TEXTO FUENTE
##########
ABC: Argentina, Bolivia y Chile, un triángulo de contrastes
- Livia Drusila Castro Jiménez
- 21 feb 2019
- 6 Min. de lectura
Leyendo sobre el Che Guevara y echando un vistazo a sus memorias por América Latina, me decido yo a escribir las mías, que aunque mucho menos interesantes que las suyas, aún están en edad de crecimiento.
“Efímero e inexorable”, así es como describiría el viaje de mi vida y así fue como se esfumó, inexorablemente, dejando en su costado en reguero de recuerdos, personas y momentos.
Pero no vengo a contaros como terminó, sino como empezó.
Aquel puerto al que llegaron miles de “gallegos” durante los siglos XIX y XX nos recibía ahora a nosotras ( a mí y a algunas amigas más) con un escenario un tanto hostil: el decadente gobierno de Mauricio Macri. Tanto así fue que sufrimos la inflación y el descontento popular en las calles casi tanto como algunos de los porteños.
##########
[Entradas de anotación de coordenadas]
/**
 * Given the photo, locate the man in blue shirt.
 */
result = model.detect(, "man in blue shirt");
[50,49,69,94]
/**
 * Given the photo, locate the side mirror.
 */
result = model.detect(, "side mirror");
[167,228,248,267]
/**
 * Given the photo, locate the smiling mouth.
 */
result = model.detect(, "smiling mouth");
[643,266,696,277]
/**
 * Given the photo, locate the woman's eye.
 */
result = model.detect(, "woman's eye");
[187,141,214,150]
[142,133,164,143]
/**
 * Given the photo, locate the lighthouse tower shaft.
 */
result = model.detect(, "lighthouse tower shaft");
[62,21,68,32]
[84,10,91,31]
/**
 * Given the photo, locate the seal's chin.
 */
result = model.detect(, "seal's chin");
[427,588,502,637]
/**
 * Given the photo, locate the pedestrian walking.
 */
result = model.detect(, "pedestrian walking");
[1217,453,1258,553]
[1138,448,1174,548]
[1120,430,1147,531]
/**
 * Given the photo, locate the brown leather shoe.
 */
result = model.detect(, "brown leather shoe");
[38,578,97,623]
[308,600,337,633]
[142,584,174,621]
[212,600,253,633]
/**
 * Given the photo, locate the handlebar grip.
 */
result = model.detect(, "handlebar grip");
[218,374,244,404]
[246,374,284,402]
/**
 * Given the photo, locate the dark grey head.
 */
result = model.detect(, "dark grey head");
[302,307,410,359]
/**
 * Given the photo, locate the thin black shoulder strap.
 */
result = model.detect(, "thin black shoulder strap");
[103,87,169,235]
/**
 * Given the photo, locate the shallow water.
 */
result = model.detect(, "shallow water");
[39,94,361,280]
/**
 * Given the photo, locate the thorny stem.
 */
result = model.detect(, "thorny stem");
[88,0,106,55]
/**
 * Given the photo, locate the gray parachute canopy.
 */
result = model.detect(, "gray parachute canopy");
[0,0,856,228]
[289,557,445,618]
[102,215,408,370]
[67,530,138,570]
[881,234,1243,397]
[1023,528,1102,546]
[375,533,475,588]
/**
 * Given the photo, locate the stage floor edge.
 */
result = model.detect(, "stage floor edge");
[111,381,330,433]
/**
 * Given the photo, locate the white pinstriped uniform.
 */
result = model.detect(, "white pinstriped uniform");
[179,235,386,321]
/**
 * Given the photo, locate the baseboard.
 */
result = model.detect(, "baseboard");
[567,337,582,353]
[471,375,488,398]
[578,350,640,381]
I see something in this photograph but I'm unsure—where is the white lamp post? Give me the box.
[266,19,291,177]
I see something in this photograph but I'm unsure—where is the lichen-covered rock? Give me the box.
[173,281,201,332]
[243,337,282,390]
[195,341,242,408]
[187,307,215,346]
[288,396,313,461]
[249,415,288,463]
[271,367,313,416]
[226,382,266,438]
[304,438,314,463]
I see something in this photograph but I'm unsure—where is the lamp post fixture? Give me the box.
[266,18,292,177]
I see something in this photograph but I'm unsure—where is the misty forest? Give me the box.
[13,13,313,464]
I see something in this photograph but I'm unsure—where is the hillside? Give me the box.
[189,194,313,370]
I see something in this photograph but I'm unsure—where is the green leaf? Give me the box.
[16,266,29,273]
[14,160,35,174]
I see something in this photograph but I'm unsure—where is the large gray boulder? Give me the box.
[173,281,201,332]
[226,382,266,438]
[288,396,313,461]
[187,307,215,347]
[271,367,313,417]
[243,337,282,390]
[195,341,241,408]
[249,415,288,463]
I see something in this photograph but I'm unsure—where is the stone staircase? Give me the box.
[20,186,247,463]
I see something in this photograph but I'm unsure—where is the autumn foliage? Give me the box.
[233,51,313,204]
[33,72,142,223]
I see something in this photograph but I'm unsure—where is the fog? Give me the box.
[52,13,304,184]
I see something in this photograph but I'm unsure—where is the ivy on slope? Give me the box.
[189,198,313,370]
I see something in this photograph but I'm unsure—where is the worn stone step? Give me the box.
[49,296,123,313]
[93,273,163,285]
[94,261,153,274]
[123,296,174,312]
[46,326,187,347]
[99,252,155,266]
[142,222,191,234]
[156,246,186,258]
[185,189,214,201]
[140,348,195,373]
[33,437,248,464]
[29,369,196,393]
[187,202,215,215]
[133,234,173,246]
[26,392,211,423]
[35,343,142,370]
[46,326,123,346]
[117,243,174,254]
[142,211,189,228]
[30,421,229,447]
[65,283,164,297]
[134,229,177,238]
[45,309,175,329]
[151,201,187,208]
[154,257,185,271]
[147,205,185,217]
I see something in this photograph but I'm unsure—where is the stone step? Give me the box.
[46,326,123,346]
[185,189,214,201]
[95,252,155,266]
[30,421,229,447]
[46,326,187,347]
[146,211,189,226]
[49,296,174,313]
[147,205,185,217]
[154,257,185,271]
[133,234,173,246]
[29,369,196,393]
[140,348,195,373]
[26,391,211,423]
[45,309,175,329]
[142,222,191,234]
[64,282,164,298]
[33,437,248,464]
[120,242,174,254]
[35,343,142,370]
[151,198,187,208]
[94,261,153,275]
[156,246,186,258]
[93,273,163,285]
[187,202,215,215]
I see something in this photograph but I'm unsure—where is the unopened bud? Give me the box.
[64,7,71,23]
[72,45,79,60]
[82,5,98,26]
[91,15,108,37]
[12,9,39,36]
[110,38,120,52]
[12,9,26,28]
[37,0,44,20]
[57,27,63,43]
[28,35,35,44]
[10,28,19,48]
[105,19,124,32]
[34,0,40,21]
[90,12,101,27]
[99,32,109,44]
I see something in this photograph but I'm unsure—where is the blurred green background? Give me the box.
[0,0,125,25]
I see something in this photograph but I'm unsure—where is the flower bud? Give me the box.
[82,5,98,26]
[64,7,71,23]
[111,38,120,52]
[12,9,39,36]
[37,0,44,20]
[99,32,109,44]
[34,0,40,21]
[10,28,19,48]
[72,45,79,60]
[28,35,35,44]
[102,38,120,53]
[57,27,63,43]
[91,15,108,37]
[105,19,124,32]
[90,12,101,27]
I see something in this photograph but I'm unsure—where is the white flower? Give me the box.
##########
LO QUE SE PIDE
1. Cita textualmente el fragmento del relato de viaje por Argentina, Bolivia y Chile comprendido entre "ABC: Argentina, Bolivia" y "de los porteños.", ambos incluidos.
2. Prolonga el relato de viaje por Argentina, Bolivia y Chile a partir del punto en que termina.

RESPUESTAS REDACTADAS
1.
ABC: Argentina, Bolivia y Chile, un triángulo de contrastes
- Livia Drusila Castro Jiménez
- 21 feb 2019
- 6 Min. de lectura
Leyendo sobre el Che Guevara y echando un vistazo a sus memorias por América Latina, me decido yo a escribir las mías, que aunque mucho menos interesantes que las suyas, aún están en edad de crecimiento.
“Efímero e inexorable”, así es como describiría el viaje de mi vida y así fue como se esfumó, inexorablemente, dejando en su costado en reguero de recuerdos, personas y momentos.
Pero no vengo a contaros como terminó, sino como empezó.
Aquel puerto al que llegaron miles de “gallegos” durante los siglos XIX y XX nos recibía ahora a nosotras ( a mí y a algunas amigas más) con un escenario un tanto hostil: el decadente gobierno de Mauricio Macri. Tanto así fue que sufrimos la inflación y el descontento popular en las calles casi tanto como algunos de los porteños.

2.
Pero, francamente creo que de la situación en Argentina, de los “chamuyeros” que son los argentinos y algunos tópicos más, os puedo hablar más adelante, cuando haya conocido un poco mejor este país.
Realmente de lo que me gustaría hablaros, es de aquel viaje que comprendí que había empezado cuando vi este cartel:

Con la soledad como compañía, regué con mis lágrimas de emoción la Cordillera de los Andes, cuando tras varias horas de eterna y ardua subida, vi el pico Aconcagua alzarse frente a mis pupilas, más dilatadas que nunca. No querían perderse ni un solo detalle.

Y se podría decir que Los Andes fueron el escenario de otros muchos momentos, como aquella noche en la frontera Chilena en la que pasamos tanto frío, como en las estrelladas noches de Atacama.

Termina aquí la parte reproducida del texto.